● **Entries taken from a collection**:
------------------------------

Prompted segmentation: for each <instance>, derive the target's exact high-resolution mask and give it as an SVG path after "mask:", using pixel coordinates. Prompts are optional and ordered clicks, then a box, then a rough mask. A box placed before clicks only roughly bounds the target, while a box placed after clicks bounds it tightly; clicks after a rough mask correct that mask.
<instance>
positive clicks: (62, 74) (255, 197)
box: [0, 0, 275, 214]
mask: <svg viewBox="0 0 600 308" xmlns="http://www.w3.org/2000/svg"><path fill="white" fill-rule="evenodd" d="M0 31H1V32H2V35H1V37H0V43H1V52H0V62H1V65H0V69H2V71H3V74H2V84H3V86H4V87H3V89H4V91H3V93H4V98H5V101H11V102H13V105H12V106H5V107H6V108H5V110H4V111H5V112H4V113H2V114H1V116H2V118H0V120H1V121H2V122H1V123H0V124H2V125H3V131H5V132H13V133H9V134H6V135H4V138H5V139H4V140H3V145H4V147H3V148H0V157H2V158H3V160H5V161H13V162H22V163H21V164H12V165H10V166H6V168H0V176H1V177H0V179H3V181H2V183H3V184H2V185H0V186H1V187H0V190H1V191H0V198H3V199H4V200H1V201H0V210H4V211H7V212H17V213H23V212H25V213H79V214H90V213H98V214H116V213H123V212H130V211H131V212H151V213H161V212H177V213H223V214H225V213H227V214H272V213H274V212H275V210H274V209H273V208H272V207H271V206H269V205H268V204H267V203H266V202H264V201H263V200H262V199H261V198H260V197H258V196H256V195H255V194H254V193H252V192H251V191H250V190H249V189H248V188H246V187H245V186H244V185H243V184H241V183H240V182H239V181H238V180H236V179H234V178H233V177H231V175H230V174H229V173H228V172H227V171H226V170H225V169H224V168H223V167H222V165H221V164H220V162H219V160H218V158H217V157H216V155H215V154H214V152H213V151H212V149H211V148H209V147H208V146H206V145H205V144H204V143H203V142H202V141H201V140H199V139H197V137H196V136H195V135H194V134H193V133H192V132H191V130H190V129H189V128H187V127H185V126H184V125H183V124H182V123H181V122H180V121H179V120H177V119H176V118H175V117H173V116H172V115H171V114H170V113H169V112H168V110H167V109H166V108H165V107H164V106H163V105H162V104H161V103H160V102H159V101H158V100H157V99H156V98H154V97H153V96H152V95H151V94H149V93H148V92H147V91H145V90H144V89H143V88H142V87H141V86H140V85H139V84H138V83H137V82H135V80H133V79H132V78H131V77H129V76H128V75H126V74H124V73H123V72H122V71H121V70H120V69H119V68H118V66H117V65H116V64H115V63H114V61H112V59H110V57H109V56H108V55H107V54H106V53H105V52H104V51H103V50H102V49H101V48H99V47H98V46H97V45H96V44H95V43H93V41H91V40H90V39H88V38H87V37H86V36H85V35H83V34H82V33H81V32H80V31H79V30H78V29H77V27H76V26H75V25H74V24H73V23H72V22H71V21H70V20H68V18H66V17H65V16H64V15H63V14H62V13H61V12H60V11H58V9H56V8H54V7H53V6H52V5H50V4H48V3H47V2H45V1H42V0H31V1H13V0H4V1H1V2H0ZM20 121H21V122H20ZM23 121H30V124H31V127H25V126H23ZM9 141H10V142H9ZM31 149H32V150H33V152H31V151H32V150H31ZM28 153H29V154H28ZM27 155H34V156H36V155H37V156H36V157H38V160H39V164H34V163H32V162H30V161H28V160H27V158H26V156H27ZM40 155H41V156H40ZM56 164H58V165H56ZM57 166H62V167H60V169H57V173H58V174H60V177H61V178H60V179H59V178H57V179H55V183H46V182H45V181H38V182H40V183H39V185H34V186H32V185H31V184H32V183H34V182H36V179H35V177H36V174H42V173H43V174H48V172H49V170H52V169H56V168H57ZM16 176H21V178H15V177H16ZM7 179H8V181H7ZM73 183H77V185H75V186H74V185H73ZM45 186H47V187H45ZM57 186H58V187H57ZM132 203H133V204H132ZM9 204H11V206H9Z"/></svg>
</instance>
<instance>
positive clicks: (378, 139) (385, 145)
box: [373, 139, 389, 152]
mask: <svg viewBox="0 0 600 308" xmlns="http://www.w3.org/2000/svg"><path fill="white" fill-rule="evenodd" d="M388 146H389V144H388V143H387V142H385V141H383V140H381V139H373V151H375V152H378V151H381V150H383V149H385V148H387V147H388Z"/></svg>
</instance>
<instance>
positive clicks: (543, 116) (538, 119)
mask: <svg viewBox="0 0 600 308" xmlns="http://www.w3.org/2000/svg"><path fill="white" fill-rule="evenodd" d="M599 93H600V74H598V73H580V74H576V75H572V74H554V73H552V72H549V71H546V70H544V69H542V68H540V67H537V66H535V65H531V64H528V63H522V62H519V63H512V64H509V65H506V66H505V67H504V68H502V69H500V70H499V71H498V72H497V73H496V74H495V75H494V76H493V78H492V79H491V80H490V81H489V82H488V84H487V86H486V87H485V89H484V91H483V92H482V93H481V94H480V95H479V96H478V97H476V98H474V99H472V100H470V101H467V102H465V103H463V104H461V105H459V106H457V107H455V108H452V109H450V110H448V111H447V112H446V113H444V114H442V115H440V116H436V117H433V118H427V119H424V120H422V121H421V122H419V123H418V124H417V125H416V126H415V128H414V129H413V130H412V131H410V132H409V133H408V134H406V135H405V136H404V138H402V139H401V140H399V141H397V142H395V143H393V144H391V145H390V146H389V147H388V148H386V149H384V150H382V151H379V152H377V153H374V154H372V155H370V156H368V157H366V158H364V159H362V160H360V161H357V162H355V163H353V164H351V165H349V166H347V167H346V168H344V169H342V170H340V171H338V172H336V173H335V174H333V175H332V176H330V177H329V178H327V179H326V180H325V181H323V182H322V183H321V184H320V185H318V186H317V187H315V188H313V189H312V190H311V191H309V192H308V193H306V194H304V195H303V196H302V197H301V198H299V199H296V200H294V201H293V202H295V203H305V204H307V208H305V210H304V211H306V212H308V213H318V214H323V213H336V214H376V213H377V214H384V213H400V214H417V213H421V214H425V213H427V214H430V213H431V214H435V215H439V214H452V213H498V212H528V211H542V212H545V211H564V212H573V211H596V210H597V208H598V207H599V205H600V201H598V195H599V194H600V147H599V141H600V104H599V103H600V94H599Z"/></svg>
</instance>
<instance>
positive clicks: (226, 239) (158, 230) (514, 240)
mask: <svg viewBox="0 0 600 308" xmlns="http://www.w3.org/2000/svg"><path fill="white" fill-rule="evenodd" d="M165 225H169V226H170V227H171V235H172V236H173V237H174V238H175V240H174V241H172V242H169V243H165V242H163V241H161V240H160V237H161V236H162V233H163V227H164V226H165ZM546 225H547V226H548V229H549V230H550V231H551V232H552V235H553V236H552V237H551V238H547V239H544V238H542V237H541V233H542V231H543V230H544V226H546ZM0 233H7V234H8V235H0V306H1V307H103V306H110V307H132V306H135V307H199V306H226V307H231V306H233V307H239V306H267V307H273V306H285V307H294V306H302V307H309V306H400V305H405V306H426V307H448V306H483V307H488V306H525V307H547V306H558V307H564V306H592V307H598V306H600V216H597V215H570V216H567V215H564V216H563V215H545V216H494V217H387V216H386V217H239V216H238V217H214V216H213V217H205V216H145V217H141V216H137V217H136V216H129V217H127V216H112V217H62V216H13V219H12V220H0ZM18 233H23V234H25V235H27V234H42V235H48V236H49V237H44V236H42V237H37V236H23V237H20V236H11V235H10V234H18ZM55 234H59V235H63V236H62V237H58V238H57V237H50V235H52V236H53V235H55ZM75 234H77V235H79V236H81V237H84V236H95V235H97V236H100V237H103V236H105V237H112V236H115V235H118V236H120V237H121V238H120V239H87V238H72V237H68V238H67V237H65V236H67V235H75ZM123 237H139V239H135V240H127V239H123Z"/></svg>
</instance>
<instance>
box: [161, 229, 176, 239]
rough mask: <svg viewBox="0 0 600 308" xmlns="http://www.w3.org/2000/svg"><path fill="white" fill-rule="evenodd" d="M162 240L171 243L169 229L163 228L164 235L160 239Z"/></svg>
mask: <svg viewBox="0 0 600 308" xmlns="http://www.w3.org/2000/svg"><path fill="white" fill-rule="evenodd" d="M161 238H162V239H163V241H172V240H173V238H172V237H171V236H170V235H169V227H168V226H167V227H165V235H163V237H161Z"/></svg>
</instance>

------------------------------

Output consists of exactly the lines from the one containing "positive clicks: (226, 239)" to the end of the records above, retyped without change and with nothing extra.

● **Reply to the task**:
positive clicks: (226, 239) (158, 230) (514, 240)
mask: <svg viewBox="0 0 600 308" xmlns="http://www.w3.org/2000/svg"><path fill="white" fill-rule="evenodd" d="M165 225H169V226H170V227H171V235H172V236H173V237H174V238H175V240H174V241H172V242H169V243H165V242H163V241H161V240H160V237H161V236H162V233H163V227H164V226H165ZM546 225H547V226H548V229H549V230H550V231H551V232H552V235H553V236H552V237H551V238H547V239H544V238H542V237H541V233H542V231H543V230H544V226H546ZM0 233H7V234H8V235H0V306H1V307H103V306H110V307H132V306H135V307H199V306H226V307H231V306H233V307H239V306H267V307H273V306H285V307H294V306H302V307H309V306H400V305H405V306H426V307H448V306H483V307H488V306H525V307H547V306H558V307H564V306H592V307H598V306H600V216H597V215H570V216H567V215H564V216H563V215H545V216H494V217H387V216H386V217H239V216H238V217H214V216H213V217H205V216H145V217H141V216H137V217H136V216H129V217H127V216H112V217H62V216H13V219H12V220H0ZM18 233H23V234H25V235H27V234H42V235H48V236H49V237H44V236H42V237H37V236H23V237H20V236H11V235H10V234H18ZM55 234H59V235H63V236H62V237H58V238H57V237H50V235H52V236H53V235H55ZM75 234H77V235H79V236H81V237H84V236H95V235H97V236H100V237H103V236H105V237H112V236H115V235H118V236H120V237H121V238H120V239H87V238H72V237H68V238H67V237H65V236H67V235H75ZM123 237H139V239H135V240H127V239H123Z"/></svg>
</instance>
<instance>
box: [161, 229, 176, 239]
rough mask: <svg viewBox="0 0 600 308" xmlns="http://www.w3.org/2000/svg"><path fill="white" fill-rule="evenodd" d="M162 240L171 243L169 229L163 228L164 235L160 239Z"/></svg>
mask: <svg viewBox="0 0 600 308" xmlns="http://www.w3.org/2000/svg"><path fill="white" fill-rule="evenodd" d="M161 238H162V239H163V241H172V240H173V238H172V237H171V236H170V235H169V227H168V226H167V227H165V235H163V237H161Z"/></svg>
</instance>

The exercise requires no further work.